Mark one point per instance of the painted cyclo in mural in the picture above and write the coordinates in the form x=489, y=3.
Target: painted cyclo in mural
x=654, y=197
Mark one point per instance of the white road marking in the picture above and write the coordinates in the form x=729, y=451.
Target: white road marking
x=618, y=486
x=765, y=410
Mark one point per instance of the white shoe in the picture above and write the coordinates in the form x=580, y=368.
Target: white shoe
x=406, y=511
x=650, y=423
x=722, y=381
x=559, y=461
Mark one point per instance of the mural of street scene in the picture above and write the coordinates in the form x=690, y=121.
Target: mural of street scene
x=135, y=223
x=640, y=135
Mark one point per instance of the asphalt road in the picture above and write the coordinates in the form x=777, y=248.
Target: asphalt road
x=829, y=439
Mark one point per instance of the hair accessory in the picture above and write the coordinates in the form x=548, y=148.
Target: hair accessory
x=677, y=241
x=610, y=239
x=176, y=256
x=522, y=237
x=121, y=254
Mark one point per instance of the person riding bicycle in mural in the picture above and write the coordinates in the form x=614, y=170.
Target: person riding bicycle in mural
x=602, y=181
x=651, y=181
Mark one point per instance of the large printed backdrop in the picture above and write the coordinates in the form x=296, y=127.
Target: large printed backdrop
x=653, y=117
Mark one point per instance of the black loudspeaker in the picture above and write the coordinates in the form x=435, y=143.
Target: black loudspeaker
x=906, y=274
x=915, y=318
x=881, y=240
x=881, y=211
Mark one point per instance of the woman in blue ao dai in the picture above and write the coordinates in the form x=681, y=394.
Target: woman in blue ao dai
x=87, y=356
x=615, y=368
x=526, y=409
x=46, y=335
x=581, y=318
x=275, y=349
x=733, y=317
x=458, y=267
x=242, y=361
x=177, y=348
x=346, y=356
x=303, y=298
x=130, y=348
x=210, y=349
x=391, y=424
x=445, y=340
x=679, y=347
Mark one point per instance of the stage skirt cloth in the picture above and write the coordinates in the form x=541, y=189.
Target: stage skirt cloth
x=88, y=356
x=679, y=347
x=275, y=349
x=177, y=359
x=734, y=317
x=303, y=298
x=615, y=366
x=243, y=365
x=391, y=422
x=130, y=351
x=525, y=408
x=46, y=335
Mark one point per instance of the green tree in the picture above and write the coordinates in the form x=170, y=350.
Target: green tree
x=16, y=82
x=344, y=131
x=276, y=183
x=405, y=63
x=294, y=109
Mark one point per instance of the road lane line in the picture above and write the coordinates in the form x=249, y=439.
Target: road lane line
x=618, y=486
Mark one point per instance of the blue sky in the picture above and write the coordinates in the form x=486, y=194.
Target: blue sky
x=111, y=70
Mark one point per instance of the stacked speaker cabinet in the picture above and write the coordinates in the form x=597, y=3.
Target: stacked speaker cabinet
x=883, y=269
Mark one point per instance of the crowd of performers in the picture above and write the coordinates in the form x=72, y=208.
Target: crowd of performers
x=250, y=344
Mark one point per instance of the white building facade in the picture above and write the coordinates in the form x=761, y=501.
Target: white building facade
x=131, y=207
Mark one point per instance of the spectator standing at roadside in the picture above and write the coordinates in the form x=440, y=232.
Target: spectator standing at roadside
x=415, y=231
==
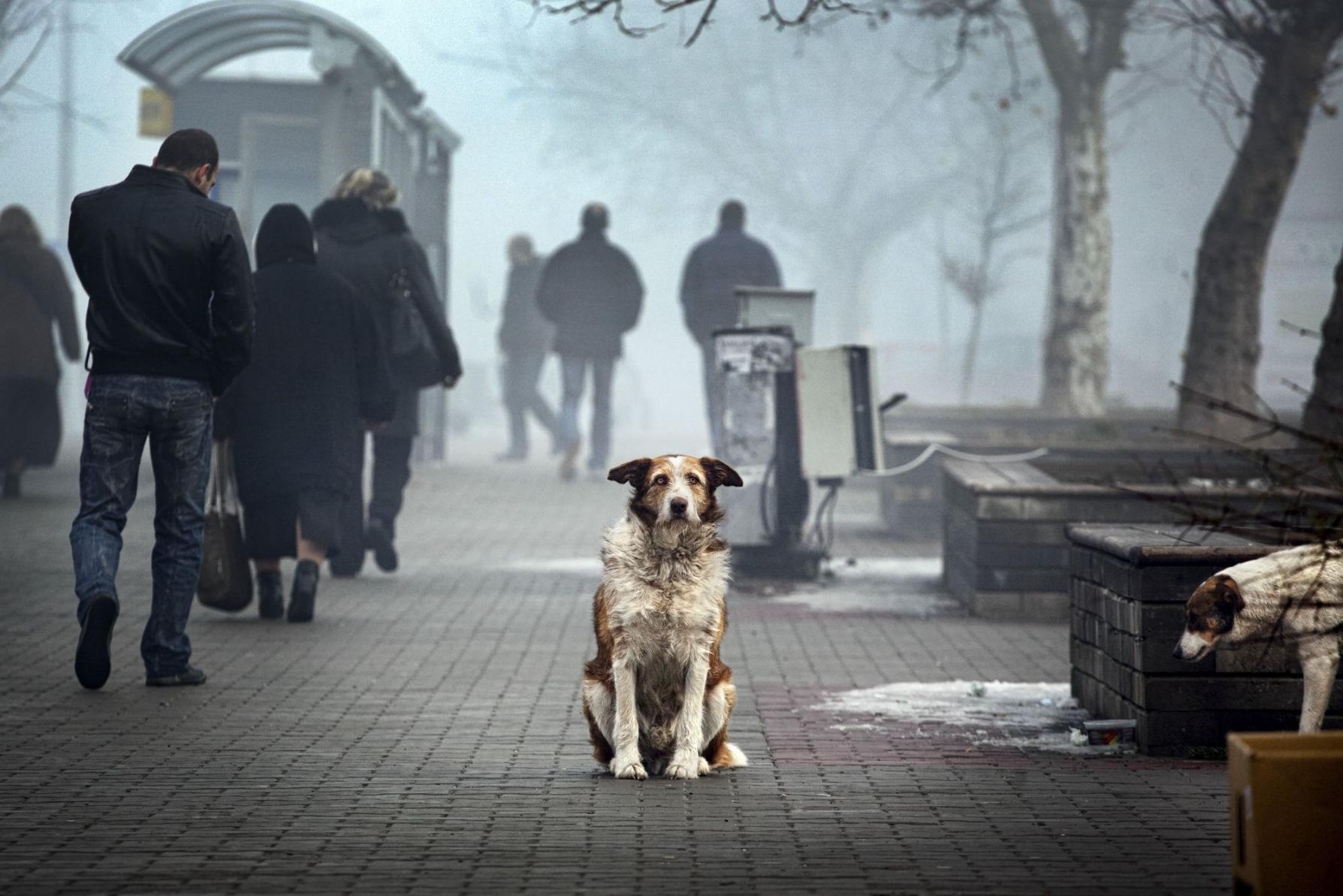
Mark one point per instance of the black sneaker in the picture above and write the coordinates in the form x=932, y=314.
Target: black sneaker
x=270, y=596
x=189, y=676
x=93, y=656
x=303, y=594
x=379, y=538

### [Activity]
Reproduce exactly the lines above from the line with "Mark one point per instance of the person" to the line with "Mark one point per instance of the stacked", including both, and add nothing.

### [Result]
Mark one point per instance of the person riding bicycle in mural in the picture above and write the coordinates in the form x=614, y=170.
Target: person riding bicycle in mural
x=602, y=181
x=651, y=181
Mark one point per instance of the large printed backdrop in the picture above and write the coordinates in the form x=296, y=127.
Target: large printed backdrop
x=653, y=117
Mark one point per instance of the black loudspeaker in the picture above and write the coordinates in the form x=435, y=143.
Target: black loudspeaker
x=906, y=274
x=915, y=318
x=881, y=240
x=881, y=211
Mark one point per instance of the woman in blue ao dai in the picture above and write the coordinates in the form x=681, y=394.
Target: woman in blue ao dai
x=87, y=356
x=615, y=368
x=526, y=409
x=46, y=335
x=581, y=318
x=275, y=349
x=733, y=317
x=458, y=267
x=242, y=361
x=177, y=348
x=346, y=356
x=303, y=298
x=130, y=348
x=210, y=349
x=391, y=424
x=445, y=340
x=679, y=347
Mark one point per instance of the stage skirt cloth in the picture above and write the coordinates in the form x=541, y=189.
Target: stage skirt cloth
x=88, y=356
x=679, y=347
x=275, y=349
x=177, y=359
x=734, y=317
x=303, y=298
x=615, y=366
x=243, y=365
x=391, y=422
x=130, y=351
x=525, y=408
x=46, y=335
Mark one point per instance of the green tree in the picture above and write the coordinates in the form x=170, y=350.
Target: green tree
x=16, y=82
x=344, y=131
x=276, y=183
x=405, y=63
x=294, y=109
Mark one point per instance of the road lane line in the picture above and write the coordinates in the form x=249, y=439.
Target: road lane line
x=618, y=486
Mark one point per instance of the blue sky in the picture above and write the coordinates in the form x=486, y=194.
Target: blue sky
x=111, y=70
Mark one point per instance of the stacked speaker cabinet in the picture above and write the coordinates in the form x=597, y=3.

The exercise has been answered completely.